>> START PASSAGE

[Date Prev][Date Next][Thread Prev][Thread Next][Date Index][Thread Index]

Re: [Condor-users] Problems with jobs



> Basically I have a pool with a shared file system and 25 machines.
These
> are
> all very powerfull.
> I think the weakest link in my chain is my submitting machine which is
> just
> a lone server with its
> own configuration. Its a 1ghz 512mb Mini ITX box. Not the fastest in
the
> world and has a few
> other applications running (required).
> 
> Is this the machine I should set JOB_START_COUNT on? or should it be
set
> on
> the machines that
> actually run the jobs?

The submitting (the machine running condor_schedd) needs this setting.
This is a schedd setting.
 
> How many of these is normal? I am submitting a 1000 job cluster to the
> pool
> with 25 machines (50 vms).

You'll get a condor_shadow process spawned for every job that is running
in your system. So if you have 50 VMs you'll get 50 condor_shadow
processes spawned on your submitting machine if you end up with all VMs
occupied.

>> END PASSAGE
>> START EXCERPTED RECORDS

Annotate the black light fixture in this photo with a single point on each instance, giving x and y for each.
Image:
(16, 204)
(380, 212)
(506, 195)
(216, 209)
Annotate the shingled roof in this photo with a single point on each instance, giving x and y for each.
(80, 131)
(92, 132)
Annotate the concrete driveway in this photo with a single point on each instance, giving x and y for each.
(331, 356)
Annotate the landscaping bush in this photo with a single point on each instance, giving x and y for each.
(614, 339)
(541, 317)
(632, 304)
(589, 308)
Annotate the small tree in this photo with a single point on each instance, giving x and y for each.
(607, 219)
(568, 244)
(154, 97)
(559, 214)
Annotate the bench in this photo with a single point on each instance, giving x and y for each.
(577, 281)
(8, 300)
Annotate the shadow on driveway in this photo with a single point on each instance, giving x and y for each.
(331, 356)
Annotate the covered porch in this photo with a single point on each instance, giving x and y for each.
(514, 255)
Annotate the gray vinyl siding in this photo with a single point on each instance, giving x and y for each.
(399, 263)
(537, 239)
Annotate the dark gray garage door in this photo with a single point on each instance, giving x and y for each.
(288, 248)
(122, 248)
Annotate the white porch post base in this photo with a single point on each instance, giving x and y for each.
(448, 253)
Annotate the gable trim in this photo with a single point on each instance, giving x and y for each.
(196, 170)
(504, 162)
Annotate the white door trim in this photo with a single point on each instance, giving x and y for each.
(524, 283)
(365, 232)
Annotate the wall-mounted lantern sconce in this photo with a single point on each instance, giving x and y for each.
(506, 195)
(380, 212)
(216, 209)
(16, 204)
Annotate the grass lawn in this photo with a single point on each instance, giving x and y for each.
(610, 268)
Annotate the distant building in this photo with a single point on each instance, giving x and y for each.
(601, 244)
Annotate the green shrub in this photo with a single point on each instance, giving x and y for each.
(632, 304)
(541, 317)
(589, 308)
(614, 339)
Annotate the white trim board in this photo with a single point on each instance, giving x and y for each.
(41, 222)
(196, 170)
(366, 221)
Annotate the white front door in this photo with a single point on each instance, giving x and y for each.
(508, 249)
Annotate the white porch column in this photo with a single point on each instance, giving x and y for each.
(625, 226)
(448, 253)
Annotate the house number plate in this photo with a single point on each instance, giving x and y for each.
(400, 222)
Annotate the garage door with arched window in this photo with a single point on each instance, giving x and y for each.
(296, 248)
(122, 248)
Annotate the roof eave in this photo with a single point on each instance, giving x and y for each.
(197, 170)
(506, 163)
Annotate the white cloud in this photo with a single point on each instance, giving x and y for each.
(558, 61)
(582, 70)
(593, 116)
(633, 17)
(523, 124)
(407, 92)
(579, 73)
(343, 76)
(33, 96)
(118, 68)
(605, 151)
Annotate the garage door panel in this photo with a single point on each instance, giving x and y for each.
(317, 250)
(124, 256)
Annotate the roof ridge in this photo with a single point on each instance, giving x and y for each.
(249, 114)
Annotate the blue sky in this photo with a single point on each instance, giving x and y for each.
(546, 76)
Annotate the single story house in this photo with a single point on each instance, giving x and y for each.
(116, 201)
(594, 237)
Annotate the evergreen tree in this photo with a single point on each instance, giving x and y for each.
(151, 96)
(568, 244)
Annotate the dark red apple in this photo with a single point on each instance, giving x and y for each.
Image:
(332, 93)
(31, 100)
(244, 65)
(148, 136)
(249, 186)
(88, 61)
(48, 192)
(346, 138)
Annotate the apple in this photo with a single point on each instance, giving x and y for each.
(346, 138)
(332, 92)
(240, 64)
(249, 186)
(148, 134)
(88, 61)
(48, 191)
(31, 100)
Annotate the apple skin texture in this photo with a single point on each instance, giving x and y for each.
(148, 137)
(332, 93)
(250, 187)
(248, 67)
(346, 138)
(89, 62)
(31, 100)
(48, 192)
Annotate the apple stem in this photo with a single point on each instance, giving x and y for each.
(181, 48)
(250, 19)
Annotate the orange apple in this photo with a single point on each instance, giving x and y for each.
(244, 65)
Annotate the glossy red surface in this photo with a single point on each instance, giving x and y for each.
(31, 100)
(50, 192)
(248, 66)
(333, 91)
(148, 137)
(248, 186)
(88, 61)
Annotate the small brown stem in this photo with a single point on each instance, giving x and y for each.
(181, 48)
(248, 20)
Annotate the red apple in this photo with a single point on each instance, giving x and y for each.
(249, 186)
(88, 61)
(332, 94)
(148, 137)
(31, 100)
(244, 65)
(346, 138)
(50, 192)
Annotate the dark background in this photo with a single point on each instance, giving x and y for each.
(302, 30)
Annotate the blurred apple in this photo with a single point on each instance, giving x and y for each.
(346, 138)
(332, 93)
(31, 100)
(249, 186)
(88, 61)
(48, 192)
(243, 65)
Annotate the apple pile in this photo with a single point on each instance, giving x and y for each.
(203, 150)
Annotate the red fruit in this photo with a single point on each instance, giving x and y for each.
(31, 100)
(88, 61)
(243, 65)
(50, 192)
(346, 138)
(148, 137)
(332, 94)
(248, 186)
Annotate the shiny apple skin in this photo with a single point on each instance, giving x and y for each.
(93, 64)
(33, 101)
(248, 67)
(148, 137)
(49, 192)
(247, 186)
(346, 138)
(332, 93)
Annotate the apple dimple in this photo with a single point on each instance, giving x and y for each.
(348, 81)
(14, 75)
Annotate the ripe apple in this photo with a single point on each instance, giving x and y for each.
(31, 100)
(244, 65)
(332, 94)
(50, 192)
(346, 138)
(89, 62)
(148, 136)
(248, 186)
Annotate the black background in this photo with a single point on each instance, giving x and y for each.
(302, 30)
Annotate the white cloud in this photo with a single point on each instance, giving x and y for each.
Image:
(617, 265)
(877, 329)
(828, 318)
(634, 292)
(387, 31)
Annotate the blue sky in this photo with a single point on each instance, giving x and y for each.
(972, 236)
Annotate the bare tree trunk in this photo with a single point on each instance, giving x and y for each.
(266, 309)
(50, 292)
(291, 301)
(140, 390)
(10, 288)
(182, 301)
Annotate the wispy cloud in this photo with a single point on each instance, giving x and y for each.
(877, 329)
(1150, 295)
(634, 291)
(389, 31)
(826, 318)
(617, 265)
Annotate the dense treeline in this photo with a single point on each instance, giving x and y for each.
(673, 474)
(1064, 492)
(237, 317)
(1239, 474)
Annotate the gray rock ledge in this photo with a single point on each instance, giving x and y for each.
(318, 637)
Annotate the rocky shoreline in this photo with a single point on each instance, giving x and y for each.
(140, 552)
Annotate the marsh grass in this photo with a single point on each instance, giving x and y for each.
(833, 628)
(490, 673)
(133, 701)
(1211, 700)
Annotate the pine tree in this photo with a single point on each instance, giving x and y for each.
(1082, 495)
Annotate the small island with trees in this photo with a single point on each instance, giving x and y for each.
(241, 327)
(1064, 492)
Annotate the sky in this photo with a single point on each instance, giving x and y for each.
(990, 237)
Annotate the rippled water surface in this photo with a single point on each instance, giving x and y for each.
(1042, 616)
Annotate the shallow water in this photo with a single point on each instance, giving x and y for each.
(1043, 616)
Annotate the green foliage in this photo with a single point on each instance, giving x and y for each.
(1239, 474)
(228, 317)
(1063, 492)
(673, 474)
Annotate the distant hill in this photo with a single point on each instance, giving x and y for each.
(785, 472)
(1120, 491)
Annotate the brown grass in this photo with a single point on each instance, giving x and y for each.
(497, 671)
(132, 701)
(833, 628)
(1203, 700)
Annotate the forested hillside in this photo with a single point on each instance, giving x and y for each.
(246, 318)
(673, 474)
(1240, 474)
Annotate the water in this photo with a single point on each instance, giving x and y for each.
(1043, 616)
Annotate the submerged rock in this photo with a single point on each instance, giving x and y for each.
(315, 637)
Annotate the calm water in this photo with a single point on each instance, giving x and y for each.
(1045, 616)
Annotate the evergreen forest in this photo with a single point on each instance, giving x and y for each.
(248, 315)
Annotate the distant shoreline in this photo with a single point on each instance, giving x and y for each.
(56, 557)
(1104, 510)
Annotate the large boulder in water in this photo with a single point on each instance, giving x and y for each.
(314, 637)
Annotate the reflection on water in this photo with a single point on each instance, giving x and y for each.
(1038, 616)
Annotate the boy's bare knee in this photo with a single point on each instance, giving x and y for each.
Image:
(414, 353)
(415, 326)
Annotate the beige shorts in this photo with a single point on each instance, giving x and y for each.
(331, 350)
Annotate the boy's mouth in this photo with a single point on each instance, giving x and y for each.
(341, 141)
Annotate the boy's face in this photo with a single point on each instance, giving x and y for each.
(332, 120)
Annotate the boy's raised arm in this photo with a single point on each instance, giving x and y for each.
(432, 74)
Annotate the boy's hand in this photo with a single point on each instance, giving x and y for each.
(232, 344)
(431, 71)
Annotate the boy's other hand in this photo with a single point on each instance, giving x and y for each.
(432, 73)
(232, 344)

>> END EXCERPTED RECORDS

- **SET TASKS**
[1] List every Condor configuration setting, daemon, or process named in the Condor mailing-list reply.
[2] Write the next part of the Condor mailing-list reply, picking up after its final sentence.

- **SET OF ANSWERS**
[1] JOB_START_COUNT, condor_schedd, condor_shadow

[2]
 
> Looks like I may be running low on memory on my submitting machine as
> well.

That can hurt.
 
> Im still unsure to some of this.... where exactly is the problem
lying,,
> the
> submitter or the executers?

It's hard to say. Are all your execute nodes the same type of machine
(memory, disk space, architecture, processor, OS)? If you take one
cluster of jobs where a few jobs are running but the majority are not
and you say:

condor_q -ananlyze <cluster>.<proc>

Where <cluster> is the cluster ID and <proc> is the process ID of one
the jobs that is NOT running, what does the output look like?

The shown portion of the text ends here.